> **Document extract**:
--- START ---
Ambitious rail project
Glasgow unveils £10 billion cross-city metro plan
A link from the airport to the city centre is proposed
A new Underground link between Glasgow Central and Queen Street stations is part of an ambitious £10 billion plan to transform public transport in the city unveiled today.
Central station would be extended across the Clyde to allow for HS2 trains to serve the city and London, while a new metro network would include a line between the city centre and Glasgow airport.
The proposals have emerged from the Glasgow Connectivity Commission which was launched by the city council to improve transport.
The Commission insists the proposals are in line with similar schemes in European cities and with current spending in Scotland on projects such as the Queensferry Crossing and duelling of the A9 and A96 roads. It argues its vision would help generate £4.6 billion a year for the economy and that funding should come equally from Barnett consequentials resulting from HS2, the Scottish government and development land ‘uplift’.
The commission, chaired by transport expert Professor David Begg, said the metro should serve areas of the city without railway connections and which had suffered economically.
--- END ---
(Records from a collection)
--- START ---
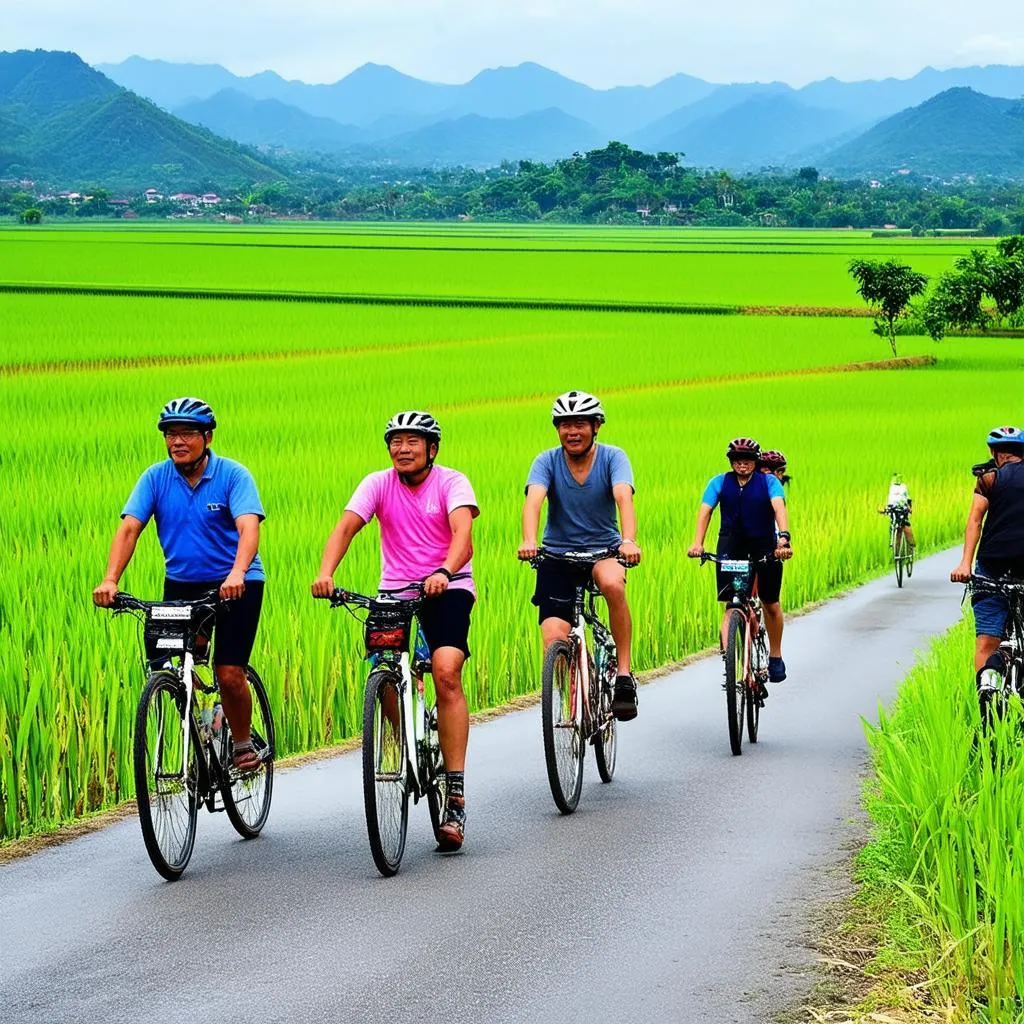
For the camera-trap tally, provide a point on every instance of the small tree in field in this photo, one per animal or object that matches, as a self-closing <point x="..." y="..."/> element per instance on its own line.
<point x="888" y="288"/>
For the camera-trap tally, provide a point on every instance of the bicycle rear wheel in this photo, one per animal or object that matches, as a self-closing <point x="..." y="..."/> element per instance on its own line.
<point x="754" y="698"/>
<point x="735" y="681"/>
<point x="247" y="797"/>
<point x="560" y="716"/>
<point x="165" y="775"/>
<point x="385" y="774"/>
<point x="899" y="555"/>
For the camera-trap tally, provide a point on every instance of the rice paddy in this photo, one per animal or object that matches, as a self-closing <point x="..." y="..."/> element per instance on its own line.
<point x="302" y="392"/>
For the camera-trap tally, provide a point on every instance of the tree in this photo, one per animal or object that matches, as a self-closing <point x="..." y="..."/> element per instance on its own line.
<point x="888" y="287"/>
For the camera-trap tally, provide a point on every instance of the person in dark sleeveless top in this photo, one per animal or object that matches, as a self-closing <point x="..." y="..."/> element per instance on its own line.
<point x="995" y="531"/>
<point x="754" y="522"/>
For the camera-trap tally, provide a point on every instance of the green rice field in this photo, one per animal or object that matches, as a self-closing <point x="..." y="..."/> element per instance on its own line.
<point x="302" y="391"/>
--- END ---
--- START ---
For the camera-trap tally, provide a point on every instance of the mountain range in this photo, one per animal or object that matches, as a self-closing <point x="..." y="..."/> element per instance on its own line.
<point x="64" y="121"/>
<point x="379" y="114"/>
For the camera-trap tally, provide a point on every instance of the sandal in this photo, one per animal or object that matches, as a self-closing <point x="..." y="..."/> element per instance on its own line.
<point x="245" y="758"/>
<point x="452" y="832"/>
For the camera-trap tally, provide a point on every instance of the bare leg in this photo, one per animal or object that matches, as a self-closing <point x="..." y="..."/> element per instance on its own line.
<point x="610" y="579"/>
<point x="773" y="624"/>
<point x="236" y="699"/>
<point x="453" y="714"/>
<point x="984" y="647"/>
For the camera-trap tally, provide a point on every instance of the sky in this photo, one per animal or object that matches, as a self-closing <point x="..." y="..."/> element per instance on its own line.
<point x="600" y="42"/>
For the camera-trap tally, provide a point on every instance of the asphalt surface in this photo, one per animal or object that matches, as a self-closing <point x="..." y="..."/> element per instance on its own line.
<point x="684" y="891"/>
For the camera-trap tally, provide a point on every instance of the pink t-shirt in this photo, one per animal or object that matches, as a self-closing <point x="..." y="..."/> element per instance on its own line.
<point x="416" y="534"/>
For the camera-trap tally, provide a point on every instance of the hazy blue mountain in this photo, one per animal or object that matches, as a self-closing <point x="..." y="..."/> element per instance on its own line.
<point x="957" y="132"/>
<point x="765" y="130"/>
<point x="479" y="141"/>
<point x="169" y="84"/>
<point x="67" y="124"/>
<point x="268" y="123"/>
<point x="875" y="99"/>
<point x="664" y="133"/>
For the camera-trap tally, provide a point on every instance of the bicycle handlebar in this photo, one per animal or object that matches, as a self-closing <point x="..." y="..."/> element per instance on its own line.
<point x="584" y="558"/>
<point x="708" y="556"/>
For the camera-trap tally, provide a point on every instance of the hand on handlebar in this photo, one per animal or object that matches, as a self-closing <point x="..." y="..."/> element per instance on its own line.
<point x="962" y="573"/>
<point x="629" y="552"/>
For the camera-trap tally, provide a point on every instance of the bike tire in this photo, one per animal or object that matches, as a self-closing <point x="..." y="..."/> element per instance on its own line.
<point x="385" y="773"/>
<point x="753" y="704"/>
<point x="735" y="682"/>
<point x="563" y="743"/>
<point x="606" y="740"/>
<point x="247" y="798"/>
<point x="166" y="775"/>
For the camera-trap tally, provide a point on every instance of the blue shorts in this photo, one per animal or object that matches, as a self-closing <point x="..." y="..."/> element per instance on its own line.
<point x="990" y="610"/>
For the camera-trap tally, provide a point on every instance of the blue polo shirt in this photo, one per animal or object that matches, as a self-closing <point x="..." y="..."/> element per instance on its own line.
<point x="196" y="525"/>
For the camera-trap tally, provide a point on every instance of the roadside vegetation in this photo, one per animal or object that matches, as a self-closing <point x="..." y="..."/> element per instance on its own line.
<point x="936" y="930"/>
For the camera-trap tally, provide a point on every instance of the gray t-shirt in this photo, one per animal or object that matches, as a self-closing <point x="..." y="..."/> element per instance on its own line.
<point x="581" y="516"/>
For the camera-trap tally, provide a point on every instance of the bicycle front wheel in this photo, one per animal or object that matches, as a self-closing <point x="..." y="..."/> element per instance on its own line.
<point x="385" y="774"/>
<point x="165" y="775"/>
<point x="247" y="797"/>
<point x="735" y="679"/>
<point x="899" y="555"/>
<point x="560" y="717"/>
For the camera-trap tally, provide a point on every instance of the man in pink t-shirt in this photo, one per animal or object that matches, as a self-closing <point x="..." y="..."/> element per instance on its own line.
--- END ---
--- START ---
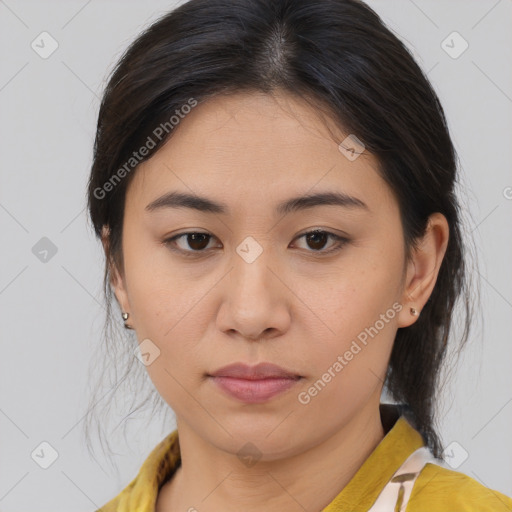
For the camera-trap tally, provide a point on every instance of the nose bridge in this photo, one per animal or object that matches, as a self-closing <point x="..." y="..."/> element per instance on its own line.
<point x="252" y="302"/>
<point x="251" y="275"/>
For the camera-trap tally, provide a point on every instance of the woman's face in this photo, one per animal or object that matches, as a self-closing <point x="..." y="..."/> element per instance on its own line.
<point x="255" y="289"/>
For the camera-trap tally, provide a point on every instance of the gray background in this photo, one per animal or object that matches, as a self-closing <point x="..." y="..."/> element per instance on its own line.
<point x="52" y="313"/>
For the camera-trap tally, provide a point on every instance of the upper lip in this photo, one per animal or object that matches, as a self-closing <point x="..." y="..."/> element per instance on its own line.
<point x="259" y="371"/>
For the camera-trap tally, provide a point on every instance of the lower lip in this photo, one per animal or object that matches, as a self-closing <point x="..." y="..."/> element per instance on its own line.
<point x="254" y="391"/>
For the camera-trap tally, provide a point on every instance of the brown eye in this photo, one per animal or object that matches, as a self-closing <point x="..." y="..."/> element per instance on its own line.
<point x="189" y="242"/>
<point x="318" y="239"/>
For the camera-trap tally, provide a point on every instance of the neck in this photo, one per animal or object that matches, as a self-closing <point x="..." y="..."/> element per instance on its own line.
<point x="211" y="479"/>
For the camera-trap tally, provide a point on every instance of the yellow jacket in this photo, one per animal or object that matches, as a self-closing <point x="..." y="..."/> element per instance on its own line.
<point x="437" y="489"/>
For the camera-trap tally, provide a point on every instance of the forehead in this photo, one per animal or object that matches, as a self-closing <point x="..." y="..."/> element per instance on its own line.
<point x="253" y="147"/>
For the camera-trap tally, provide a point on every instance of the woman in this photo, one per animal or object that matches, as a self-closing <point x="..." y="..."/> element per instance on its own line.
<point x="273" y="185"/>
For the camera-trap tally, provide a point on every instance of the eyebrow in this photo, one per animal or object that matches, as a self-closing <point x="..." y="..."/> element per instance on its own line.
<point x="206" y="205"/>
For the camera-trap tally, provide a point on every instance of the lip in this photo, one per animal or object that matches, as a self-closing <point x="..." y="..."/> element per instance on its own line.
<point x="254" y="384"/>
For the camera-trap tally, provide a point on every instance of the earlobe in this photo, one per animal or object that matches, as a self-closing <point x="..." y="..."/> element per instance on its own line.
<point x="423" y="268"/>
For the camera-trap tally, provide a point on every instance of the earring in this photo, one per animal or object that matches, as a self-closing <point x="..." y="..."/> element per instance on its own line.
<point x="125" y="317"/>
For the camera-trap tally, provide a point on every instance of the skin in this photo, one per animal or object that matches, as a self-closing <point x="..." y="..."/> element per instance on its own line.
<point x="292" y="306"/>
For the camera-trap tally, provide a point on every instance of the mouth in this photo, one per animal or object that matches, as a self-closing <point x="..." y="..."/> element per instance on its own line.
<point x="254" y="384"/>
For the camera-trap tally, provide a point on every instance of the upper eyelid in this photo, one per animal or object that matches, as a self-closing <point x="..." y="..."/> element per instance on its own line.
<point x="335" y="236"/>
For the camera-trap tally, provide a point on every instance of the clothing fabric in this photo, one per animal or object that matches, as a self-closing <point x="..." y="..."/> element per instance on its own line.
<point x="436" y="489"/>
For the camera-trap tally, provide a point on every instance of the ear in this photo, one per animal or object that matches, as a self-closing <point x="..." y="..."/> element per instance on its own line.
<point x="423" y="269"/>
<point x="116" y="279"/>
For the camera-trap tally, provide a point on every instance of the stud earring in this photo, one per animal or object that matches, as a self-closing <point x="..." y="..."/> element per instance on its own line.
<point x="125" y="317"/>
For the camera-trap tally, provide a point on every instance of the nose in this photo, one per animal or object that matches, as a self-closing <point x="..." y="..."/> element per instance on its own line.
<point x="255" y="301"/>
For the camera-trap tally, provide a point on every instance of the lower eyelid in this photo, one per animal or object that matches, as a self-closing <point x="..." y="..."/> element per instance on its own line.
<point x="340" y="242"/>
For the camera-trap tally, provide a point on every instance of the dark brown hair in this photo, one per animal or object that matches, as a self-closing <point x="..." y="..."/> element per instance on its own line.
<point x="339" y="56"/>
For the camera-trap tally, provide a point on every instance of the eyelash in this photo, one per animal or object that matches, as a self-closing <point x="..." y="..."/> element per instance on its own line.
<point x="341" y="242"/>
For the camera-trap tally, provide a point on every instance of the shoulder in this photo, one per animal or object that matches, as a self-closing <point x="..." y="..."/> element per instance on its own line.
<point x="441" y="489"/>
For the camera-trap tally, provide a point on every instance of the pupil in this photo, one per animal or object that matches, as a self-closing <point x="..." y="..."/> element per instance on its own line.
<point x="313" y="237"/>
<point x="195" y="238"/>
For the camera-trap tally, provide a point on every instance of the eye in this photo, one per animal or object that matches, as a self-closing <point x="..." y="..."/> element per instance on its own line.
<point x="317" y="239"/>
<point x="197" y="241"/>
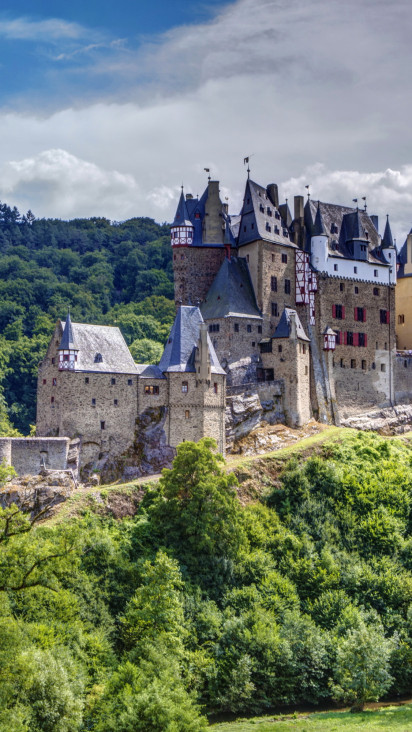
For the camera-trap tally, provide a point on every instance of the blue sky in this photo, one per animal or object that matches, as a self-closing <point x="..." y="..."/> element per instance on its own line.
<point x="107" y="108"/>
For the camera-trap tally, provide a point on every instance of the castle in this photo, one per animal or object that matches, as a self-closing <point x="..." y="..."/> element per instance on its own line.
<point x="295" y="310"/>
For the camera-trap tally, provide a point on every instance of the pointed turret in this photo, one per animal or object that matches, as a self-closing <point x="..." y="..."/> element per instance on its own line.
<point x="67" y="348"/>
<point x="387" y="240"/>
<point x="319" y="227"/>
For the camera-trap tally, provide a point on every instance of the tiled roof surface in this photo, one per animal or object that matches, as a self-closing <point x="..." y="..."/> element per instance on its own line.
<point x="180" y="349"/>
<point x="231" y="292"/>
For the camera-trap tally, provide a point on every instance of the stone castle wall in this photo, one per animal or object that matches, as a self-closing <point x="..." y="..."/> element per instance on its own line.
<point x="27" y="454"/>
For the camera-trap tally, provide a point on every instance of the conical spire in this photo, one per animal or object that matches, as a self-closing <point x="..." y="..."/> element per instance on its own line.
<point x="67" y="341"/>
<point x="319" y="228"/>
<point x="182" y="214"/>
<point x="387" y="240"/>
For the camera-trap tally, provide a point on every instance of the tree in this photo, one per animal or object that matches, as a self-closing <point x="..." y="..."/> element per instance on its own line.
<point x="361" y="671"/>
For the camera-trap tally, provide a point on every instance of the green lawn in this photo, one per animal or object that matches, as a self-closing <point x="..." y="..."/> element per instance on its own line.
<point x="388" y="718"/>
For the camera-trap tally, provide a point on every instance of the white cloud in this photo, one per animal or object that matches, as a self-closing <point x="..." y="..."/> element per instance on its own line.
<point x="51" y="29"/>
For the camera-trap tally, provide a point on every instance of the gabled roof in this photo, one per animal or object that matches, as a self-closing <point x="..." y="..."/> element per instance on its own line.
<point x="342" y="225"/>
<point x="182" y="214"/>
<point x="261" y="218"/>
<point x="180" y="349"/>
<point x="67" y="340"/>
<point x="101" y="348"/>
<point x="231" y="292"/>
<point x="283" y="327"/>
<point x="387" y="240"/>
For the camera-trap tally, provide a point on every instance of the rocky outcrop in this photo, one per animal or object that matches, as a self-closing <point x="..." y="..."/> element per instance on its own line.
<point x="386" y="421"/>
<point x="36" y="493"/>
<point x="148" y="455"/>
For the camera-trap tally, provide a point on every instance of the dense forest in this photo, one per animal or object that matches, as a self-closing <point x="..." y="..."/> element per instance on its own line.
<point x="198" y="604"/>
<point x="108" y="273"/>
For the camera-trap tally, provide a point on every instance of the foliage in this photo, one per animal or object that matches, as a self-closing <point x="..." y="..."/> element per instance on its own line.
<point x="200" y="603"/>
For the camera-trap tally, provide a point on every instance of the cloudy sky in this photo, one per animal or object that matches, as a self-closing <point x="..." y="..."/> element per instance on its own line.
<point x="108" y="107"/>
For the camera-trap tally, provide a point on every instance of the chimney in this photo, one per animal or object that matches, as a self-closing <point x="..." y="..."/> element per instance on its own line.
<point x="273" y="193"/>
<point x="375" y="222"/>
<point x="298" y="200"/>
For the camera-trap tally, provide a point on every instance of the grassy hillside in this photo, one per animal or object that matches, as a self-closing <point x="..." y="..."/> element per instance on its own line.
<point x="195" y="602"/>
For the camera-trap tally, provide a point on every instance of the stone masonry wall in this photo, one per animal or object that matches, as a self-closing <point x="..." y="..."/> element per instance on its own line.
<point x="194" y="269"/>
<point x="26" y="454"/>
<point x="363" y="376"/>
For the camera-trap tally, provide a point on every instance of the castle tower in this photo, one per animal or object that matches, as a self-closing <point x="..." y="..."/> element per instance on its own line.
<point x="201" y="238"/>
--- END ---
> **Problems to work on**:
a – In the article on Glasgow's metro plan, who chairs the Glasgow Connectivity Commission?
b – Carry on the article on Glasgow's metro plan, beginning after its final sentence.

> **Answers for this exercise**:
a – Transport expert Professor David Begg chairs it.

b –
It said the network should start by linking Glasgow airport with Paisley Gilmour Street station before continuing east to Glasgow city centre via Renfrew, Braehead and the Queen Elizabeth University Hospital. The trains would carry more passengers than existing rail carriages and accelerate faster to provide a rapid transit service.
Other metro routes could use former rail lines, such as under the Botanic Gardens in the west end, and run on streets such as Edinburgh Road in the east end.
A cross-city tunnel would run from the Paisley line in Pollokshields on the south side to Cowlairs, beyond Queen Street, on the main line north.
Prof Begg said the report’s recommendations were “bold, ambitious and transformative, but we are also confident they are achievable and the right response to secure Glasgow’s long-term economic prosperity.”
City council leader Susan Aitken said: “These proposals are worthy of detailed consideration. This is the kind of thinking which Glasgow has needed.”
Transport secretary Michael Matheson said the plans would be considered as part of a Scotland-wide strategic transport projects review.
Glasgow Airport managing director Mark Johnston said: “It is widely accepted the airport needs to be connected to the rail network and the commission has reinforced this position.
This first phase of the plan could be completed by 2025.